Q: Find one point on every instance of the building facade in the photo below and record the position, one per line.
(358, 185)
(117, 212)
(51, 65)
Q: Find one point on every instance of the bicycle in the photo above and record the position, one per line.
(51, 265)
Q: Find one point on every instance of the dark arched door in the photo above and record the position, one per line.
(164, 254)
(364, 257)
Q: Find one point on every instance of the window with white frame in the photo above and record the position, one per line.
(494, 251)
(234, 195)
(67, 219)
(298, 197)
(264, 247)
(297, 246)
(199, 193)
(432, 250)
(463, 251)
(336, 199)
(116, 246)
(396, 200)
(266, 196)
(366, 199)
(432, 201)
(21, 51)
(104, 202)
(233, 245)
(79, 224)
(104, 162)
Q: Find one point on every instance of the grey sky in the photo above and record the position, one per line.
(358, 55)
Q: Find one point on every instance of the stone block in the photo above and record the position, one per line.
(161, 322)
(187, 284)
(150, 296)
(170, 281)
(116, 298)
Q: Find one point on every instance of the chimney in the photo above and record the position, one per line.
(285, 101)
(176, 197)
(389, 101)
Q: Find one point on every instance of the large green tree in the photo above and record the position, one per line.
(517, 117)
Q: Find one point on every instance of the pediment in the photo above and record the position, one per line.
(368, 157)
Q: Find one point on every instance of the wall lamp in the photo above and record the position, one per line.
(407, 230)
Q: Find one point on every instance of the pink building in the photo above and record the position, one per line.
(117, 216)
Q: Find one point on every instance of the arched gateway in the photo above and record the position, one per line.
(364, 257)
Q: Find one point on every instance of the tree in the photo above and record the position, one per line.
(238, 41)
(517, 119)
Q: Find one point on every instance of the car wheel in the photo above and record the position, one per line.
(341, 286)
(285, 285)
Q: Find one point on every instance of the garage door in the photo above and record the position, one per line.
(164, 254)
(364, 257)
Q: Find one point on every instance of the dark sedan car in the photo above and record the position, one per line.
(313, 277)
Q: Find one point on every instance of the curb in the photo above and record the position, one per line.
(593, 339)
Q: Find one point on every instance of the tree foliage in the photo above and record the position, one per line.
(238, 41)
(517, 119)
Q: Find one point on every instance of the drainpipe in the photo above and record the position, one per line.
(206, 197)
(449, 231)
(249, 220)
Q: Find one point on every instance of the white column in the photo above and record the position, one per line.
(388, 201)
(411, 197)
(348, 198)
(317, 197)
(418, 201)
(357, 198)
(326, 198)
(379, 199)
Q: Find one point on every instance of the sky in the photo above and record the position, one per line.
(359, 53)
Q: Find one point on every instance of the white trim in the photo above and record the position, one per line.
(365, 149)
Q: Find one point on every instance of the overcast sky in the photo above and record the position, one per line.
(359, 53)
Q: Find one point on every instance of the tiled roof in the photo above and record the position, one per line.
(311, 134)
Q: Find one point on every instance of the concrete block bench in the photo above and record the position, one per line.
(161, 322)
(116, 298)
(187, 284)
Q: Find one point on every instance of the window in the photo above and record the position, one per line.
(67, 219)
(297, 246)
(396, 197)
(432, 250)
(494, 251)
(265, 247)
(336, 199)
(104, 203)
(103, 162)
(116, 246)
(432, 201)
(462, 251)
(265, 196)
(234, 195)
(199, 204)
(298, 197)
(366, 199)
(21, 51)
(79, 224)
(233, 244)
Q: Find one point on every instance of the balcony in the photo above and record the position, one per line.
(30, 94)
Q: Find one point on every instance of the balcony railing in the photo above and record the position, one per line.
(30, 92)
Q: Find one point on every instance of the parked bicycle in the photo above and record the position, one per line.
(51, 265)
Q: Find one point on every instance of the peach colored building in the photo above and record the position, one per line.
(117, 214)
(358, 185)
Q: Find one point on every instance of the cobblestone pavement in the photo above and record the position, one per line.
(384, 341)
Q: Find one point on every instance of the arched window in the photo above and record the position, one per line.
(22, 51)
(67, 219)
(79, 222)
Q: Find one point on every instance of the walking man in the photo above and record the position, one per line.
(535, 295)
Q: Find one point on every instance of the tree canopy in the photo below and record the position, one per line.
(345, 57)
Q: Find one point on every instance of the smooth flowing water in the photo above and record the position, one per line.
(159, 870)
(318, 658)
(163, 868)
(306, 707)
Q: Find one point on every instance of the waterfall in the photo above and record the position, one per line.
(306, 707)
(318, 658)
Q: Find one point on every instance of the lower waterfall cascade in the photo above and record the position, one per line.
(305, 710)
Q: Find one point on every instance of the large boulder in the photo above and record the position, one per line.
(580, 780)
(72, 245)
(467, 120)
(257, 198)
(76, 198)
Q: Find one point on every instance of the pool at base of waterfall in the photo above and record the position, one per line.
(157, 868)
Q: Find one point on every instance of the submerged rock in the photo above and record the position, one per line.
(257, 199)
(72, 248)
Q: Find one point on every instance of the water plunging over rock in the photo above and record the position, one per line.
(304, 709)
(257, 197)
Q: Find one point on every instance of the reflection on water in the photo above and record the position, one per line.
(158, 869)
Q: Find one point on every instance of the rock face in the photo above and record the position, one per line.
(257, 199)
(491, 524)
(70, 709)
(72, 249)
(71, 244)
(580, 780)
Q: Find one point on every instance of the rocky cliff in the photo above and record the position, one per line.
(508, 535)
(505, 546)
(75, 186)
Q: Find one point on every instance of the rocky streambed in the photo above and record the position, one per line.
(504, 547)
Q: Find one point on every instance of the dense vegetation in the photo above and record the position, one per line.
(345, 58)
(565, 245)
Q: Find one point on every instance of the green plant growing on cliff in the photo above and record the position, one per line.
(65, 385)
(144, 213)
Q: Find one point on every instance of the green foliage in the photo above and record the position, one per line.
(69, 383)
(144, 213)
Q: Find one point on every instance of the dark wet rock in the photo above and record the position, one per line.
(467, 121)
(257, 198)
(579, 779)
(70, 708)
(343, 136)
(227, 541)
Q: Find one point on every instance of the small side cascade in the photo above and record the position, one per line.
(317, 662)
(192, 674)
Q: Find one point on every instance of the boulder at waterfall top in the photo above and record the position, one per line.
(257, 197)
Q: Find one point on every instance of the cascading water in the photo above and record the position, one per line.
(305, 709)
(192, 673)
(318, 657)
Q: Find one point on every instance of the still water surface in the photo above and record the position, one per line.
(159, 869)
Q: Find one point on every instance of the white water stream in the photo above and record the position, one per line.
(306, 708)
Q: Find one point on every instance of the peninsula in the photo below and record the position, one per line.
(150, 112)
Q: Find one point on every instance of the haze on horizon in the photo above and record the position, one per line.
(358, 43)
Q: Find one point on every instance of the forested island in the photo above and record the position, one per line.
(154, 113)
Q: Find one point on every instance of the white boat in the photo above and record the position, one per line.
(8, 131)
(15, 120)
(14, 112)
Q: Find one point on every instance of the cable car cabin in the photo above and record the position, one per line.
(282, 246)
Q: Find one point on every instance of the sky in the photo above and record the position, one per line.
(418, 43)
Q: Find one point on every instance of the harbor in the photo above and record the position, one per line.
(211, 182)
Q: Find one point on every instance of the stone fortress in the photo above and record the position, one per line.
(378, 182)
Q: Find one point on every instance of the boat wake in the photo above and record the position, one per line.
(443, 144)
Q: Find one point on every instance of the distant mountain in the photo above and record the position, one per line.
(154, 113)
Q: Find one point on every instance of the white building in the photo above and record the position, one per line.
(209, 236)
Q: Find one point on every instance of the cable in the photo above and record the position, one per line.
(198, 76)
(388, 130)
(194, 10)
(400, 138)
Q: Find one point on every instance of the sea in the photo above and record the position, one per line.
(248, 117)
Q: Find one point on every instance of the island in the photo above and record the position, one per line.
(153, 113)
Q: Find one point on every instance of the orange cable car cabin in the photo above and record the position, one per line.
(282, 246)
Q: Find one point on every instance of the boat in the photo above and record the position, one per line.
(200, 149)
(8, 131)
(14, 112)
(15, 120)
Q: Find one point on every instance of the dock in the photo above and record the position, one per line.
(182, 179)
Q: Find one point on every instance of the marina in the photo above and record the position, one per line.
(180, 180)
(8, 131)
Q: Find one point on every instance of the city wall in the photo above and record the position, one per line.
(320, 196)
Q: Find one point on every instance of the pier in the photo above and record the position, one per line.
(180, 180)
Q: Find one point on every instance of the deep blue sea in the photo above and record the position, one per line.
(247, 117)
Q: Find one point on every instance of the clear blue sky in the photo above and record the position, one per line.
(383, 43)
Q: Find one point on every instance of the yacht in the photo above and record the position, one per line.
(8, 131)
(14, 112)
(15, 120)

────

> [The problem]: Rewrite the entries above, from the line that contains "Q: Find one point on every instance of the clear" through the last entry, keeping the requests unchanged. Scale every coordinate in the answers by 2.55, rounding each result to a whole number with halves rounded up.

> [Exercise solution]:
Q: Find one point on every instance of the clear blue sky in the photo above and record the position, one per line.
(977, 110)
Q: Find one point on every instance of the yacht in the photo above and record the position, one per line.
(20, 334)
(36, 286)
(38, 306)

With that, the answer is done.